**ASSIGNMENT:** Only the lines from the top of the data through the one with "locate: windshield |" are to be written out, each exactly as it stands.

(Entries taken from a collection)
= = = =

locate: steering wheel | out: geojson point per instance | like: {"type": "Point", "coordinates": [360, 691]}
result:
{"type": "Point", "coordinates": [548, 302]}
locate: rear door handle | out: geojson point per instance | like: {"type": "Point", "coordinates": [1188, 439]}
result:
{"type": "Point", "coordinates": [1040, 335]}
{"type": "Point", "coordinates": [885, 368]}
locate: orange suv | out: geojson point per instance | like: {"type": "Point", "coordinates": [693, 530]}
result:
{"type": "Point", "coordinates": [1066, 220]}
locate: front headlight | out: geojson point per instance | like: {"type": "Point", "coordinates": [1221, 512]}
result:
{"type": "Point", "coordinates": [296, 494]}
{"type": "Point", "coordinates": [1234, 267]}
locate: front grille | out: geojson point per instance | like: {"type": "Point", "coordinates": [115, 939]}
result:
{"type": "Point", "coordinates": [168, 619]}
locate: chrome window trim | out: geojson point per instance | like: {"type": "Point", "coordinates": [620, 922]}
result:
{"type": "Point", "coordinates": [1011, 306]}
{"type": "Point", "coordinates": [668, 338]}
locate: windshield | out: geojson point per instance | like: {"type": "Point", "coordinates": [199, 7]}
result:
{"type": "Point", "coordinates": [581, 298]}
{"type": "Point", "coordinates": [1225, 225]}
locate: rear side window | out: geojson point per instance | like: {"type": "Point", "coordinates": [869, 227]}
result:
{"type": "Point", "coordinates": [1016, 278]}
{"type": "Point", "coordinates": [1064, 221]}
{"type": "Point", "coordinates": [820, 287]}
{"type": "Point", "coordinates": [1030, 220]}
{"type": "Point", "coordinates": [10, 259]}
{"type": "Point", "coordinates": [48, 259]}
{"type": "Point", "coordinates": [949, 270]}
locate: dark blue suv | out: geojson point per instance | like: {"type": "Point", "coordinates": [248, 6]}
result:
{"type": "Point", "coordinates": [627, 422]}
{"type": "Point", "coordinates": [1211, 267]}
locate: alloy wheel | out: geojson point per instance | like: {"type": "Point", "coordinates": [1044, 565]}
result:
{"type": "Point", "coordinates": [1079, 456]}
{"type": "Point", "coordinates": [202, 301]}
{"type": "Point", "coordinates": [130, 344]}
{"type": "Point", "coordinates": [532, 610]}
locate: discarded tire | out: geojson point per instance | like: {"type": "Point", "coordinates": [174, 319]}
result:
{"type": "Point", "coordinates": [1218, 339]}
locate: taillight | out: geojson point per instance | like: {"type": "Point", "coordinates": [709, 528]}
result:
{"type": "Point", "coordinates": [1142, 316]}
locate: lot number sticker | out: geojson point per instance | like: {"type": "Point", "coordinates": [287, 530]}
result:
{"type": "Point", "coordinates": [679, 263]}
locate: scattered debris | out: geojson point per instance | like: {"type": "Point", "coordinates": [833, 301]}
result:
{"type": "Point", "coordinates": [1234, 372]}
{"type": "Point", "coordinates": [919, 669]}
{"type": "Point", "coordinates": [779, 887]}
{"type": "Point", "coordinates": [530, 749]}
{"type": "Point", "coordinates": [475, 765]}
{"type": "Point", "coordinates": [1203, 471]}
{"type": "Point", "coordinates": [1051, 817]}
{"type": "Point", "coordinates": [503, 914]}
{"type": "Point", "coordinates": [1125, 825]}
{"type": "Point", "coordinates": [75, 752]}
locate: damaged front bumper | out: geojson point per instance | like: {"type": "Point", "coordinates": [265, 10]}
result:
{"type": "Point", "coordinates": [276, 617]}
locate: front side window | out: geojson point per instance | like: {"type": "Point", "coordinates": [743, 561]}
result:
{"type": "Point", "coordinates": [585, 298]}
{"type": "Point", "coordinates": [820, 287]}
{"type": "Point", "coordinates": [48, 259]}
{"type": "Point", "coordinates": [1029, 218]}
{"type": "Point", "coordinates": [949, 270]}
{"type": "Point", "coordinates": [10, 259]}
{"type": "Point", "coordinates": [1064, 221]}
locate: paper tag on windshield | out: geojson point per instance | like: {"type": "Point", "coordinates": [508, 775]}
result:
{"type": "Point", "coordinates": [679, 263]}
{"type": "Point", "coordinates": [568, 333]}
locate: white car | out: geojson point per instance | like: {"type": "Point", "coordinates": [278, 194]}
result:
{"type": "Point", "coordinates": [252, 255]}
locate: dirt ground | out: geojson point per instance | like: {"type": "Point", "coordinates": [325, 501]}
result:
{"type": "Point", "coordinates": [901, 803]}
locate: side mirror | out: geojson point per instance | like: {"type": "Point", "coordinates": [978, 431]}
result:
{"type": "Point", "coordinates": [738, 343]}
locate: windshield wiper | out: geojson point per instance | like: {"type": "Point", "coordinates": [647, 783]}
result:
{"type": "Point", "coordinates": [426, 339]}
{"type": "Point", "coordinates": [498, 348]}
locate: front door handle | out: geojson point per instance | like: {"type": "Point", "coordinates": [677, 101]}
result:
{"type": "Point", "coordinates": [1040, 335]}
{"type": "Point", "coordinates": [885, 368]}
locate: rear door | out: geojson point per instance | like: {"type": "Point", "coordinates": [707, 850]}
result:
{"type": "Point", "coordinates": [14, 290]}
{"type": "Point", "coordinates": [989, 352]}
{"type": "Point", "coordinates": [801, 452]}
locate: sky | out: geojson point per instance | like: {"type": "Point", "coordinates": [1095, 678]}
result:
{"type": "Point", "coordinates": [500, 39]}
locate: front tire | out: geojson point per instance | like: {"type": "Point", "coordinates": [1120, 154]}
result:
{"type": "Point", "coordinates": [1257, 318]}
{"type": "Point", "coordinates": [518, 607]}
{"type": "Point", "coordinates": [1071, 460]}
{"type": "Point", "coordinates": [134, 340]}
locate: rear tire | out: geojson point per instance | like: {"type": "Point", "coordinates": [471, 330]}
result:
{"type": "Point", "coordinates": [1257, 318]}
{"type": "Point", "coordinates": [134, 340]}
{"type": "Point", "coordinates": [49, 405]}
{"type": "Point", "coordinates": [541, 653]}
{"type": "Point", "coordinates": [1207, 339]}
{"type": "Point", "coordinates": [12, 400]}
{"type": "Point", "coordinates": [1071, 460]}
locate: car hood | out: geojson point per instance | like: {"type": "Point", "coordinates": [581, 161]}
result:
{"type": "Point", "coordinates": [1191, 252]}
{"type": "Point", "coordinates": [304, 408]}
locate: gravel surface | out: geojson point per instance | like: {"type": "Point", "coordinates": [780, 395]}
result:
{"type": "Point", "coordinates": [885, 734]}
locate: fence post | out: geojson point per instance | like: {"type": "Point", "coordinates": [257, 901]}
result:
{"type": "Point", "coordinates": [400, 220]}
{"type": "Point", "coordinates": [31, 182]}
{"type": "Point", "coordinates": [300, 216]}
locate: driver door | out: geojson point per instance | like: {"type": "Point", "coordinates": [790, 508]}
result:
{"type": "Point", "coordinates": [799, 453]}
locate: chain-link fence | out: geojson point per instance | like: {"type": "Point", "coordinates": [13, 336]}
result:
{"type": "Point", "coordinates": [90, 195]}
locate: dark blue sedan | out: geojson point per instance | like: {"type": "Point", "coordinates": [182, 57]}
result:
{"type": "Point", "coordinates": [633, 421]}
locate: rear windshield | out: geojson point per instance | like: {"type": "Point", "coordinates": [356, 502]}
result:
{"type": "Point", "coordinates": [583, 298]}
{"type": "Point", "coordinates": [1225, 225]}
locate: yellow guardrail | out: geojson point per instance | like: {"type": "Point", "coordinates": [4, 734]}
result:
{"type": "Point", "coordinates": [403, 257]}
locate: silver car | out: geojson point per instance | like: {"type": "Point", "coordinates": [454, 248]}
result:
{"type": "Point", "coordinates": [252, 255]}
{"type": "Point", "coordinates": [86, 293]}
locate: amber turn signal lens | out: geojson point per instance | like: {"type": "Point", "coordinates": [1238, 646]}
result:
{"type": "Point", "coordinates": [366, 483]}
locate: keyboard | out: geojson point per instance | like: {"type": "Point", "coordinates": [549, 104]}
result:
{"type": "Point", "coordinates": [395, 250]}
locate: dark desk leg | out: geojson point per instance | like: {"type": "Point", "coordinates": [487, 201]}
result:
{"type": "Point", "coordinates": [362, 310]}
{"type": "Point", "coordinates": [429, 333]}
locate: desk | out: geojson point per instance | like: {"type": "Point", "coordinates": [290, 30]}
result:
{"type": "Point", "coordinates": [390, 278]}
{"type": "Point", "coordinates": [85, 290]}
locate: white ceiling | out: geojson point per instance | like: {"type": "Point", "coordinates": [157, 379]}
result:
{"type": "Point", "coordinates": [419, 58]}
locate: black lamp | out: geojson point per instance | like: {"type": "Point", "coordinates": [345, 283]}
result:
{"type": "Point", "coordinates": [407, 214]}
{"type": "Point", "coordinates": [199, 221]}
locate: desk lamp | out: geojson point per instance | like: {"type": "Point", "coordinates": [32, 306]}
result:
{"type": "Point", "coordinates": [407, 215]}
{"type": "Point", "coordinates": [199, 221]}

= = = =

**TASK RESULT:**
locate: steering wheel | out: geojson point per instance | like: {"type": "Point", "coordinates": [360, 691]}
result:
{"type": "Point", "coordinates": [548, 302]}
locate: rear door handle | out: geojson point per instance | like: {"type": "Point", "coordinates": [1188, 439]}
result:
{"type": "Point", "coordinates": [1040, 335]}
{"type": "Point", "coordinates": [885, 368]}
locate: orange suv | out: geojson point per instance | like: {"type": "Point", "coordinates": [693, 530]}
result:
{"type": "Point", "coordinates": [1066, 220]}
locate: front headlight | out: geojson point per instance | like: {"type": "Point", "coordinates": [1221, 512]}
result:
{"type": "Point", "coordinates": [296, 494]}
{"type": "Point", "coordinates": [1234, 267]}
locate: front grille | out: geojson point per instance | like: {"type": "Point", "coordinates": [115, 939]}
result:
{"type": "Point", "coordinates": [168, 619]}
locate: chrome window trim | out: geojson point per instance | like: {"type": "Point", "coordinates": [620, 922]}
result:
{"type": "Point", "coordinates": [1011, 306]}
{"type": "Point", "coordinates": [668, 338]}
locate: windshield | out: geojson point per instance | like: {"type": "Point", "coordinates": [199, 7]}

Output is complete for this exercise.